§ **Segmentation labeling entries**:
::::
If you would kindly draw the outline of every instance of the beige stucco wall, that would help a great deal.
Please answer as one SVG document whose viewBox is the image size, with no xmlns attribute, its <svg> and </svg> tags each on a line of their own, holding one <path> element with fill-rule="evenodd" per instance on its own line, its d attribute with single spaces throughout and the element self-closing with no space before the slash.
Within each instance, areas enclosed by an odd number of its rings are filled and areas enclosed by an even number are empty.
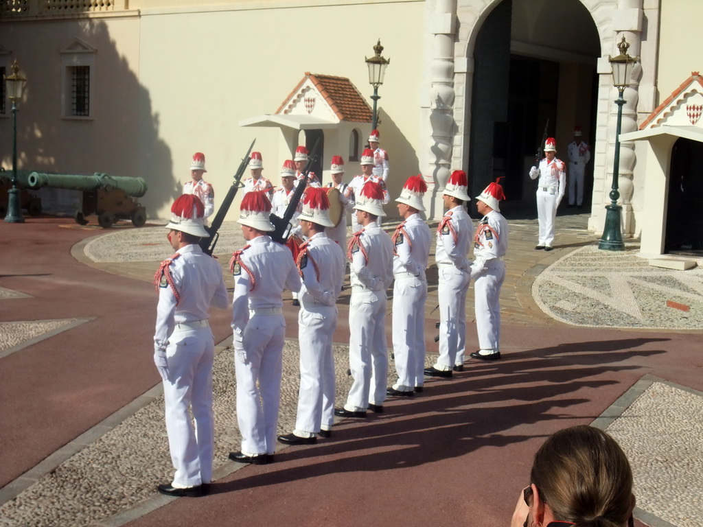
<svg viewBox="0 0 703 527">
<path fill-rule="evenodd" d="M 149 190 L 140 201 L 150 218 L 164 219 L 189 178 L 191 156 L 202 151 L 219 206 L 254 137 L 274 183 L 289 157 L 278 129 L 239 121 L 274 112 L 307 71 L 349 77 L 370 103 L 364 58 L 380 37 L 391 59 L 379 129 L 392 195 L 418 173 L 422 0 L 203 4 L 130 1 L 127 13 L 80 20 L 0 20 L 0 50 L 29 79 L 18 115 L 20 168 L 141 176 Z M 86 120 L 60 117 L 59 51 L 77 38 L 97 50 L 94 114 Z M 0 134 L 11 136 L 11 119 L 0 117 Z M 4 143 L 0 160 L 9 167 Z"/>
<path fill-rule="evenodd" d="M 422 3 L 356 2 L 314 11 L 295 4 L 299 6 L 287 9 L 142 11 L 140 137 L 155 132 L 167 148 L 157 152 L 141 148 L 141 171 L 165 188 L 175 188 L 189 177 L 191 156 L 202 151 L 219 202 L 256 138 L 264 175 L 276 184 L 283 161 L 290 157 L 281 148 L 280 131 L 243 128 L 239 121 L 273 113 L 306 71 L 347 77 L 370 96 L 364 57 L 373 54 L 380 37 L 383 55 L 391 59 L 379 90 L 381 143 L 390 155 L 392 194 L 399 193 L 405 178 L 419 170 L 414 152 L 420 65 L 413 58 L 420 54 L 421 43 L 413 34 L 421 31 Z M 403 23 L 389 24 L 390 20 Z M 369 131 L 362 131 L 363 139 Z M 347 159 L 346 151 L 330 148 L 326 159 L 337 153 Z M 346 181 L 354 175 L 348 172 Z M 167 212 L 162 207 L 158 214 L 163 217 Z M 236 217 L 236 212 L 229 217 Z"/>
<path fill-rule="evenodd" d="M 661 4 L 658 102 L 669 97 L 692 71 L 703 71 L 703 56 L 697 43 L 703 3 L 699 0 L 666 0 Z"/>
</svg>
::::
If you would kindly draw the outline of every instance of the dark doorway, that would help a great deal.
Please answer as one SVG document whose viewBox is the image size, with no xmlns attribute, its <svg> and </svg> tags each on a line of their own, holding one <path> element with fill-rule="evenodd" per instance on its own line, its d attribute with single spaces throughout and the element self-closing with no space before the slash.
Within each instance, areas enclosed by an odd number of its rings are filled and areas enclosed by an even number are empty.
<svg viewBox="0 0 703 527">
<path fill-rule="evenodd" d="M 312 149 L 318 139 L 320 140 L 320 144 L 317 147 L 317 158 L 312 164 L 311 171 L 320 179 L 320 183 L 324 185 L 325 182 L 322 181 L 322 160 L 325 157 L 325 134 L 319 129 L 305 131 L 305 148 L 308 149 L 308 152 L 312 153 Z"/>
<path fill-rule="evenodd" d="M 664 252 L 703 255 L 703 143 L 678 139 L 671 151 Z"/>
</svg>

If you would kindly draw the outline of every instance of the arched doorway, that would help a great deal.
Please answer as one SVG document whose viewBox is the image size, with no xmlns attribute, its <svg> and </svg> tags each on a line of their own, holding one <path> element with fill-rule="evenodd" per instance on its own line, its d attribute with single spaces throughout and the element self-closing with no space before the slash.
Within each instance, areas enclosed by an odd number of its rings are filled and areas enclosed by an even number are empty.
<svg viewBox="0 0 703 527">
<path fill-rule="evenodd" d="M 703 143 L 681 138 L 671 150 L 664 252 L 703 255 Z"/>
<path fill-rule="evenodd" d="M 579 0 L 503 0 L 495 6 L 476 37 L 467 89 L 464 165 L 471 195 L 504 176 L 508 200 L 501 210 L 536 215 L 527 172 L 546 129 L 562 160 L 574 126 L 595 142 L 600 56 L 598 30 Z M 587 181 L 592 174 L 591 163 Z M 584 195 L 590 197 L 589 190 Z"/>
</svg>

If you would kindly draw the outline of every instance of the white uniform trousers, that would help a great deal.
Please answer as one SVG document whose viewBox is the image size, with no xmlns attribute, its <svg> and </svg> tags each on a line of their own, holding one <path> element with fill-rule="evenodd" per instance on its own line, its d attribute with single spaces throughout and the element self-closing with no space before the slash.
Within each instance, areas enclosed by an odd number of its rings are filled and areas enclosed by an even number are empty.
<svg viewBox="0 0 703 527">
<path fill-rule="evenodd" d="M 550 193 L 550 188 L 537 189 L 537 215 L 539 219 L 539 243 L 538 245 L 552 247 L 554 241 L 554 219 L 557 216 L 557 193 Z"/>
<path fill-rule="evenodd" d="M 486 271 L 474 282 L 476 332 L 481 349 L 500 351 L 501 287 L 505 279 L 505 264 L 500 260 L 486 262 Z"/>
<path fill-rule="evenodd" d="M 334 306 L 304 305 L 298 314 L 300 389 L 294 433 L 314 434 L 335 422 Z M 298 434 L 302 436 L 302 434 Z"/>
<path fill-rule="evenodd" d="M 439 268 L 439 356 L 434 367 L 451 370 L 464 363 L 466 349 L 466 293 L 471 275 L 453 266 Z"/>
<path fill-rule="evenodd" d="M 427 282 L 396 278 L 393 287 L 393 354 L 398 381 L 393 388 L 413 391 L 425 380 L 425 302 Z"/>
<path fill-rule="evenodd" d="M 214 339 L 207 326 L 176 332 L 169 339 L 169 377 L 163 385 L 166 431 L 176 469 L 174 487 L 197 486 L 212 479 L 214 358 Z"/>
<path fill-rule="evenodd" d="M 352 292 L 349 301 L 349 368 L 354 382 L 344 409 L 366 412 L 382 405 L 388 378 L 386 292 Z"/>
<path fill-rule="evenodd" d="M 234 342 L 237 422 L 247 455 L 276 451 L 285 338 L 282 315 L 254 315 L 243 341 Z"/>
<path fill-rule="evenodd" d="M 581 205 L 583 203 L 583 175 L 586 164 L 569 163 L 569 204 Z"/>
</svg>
::::
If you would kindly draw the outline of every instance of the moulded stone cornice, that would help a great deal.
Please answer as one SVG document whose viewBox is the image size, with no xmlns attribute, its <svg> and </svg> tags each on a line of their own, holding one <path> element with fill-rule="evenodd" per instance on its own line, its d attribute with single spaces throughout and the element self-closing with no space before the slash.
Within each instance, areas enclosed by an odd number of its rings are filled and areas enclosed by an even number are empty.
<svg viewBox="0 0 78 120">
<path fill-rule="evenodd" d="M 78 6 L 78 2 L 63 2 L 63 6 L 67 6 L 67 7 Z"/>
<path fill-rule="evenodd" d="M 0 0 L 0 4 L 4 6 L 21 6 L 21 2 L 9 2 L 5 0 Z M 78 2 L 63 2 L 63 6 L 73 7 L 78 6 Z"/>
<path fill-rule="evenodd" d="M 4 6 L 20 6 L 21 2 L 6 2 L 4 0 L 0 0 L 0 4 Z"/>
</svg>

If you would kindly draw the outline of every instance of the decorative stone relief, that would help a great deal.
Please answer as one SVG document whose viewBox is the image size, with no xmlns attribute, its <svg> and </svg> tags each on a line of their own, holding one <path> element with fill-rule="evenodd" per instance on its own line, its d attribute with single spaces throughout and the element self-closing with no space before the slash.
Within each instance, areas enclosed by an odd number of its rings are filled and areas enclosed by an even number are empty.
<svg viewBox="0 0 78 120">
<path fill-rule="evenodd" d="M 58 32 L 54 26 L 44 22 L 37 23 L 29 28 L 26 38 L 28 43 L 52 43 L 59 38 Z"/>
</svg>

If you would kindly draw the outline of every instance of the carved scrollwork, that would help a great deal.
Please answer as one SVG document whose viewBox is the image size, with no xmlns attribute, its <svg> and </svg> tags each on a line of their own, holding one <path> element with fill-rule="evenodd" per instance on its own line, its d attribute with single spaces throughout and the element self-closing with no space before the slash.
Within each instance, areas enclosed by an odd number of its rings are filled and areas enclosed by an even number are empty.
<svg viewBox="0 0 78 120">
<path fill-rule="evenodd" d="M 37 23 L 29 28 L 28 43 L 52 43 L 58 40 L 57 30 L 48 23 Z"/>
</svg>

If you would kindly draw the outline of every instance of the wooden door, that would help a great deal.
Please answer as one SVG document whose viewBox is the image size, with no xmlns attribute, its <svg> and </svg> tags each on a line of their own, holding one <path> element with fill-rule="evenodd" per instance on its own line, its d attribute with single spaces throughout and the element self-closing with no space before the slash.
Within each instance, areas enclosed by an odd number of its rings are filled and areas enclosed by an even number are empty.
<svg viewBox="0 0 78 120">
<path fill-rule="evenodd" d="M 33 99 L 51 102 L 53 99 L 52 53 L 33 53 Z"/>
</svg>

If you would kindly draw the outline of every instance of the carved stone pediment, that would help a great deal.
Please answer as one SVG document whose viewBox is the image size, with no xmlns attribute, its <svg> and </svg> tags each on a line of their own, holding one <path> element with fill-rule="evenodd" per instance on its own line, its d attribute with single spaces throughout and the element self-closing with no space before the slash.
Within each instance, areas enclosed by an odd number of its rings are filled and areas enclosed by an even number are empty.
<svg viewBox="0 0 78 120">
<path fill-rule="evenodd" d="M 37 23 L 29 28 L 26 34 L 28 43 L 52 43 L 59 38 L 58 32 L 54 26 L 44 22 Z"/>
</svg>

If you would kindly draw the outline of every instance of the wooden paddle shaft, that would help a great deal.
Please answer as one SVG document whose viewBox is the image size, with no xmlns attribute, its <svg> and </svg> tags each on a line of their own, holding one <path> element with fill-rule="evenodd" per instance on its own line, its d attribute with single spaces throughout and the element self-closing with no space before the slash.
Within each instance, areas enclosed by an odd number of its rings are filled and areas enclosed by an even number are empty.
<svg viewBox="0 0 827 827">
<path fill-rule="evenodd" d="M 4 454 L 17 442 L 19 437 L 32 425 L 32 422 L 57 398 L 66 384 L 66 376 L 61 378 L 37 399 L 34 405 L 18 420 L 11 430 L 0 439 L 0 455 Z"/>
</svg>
::::
§ **Stated goal**: Reproduce the data above verbatim, from the line containing "wall, that would help a great deal." through the line containing "149 190 L 140", with both of those lines included. Omit the pictures from your reply.

§ **Result below**:
If you would kindly draw the outline of every instance of the beige stucco wall, that would help a great deal.
Please answer as one SVG document whose viewBox is the image size, with no xmlns attribute, its <svg> and </svg> tags each on a line of their own, holding one <path> element with fill-rule="evenodd" per instance on its own line, its d attribute with single spaces throughout and the element self-closing with no space before the slash.
Within each instance, areas enclosed by an odd number of its rings are filled and areas enclosed by an even number are empty.
<svg viewBox="0 0 703 527">
<path fill-rule="evenodd" d="M 149 190 L 140 201 L 150 218 L 164 219 L 189 178 L 191 156 L 202 151 L 219 206 L 254 137 L 274 183 L 289 157 L 278 129 L 239 121 L 274 112 L 307 71 L 349 77 L 370 103 L 364 58 L 380 37 L 391 59 L 379 129 L 392 195 L 418 173 L 422 0 L 203 4 L 130 1 L 127 13 L 80 20 L 0 20 L 0 50 L 29 79 L 18 115 L 20 168 L 141 176 Z M 86 120 L 60 117 L 59 51 L 77 38 L 97 50 L 94 114 Z M 0 134 L 11 136 L 11 119 L 0 117 Z M 4 143 L 0 160 L 9 167 Z"/>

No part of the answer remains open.